Rewrite the rows below as a JSON list of strings, one string per line and no blank lines. Start at the first row and stop after the line with "x=386 y=586", including it.

----- WORKING DATA -----

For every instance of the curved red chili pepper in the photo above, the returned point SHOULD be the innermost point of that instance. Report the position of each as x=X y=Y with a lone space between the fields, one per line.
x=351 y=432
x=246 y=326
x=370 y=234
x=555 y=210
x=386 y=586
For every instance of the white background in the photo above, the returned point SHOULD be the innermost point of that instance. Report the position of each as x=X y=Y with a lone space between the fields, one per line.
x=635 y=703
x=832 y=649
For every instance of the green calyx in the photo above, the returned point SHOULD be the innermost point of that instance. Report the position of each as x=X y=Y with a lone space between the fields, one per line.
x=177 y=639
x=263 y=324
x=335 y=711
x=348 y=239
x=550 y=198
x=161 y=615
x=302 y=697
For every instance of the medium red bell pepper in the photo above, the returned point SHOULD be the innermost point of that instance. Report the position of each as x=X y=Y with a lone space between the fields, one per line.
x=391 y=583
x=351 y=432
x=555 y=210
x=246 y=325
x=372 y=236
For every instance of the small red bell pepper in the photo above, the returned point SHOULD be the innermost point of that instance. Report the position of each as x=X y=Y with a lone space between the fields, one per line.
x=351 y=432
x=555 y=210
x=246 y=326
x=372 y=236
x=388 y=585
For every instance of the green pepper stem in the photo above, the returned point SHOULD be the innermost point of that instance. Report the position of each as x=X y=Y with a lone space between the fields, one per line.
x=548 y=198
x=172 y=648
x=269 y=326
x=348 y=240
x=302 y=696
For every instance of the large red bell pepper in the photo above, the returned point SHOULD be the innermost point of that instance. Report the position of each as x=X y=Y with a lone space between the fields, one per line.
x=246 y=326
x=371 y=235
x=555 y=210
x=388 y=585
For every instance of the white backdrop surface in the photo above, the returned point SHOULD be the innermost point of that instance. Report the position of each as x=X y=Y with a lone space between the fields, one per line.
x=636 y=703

-----

## OUTPUT FOR THIS TASK
[
  "For every instance of the curved red chili pepper in the photo above, the returned point SHOULD be the innermost point of that instance. Report the position of each as x=X y=Y with a lone space between the fields, one per line.",
  "x=351 y=432",
  "x=246 y=326",
  "x=370 y=234",
  "x=555 y=210",
  "x=386 y=586"
]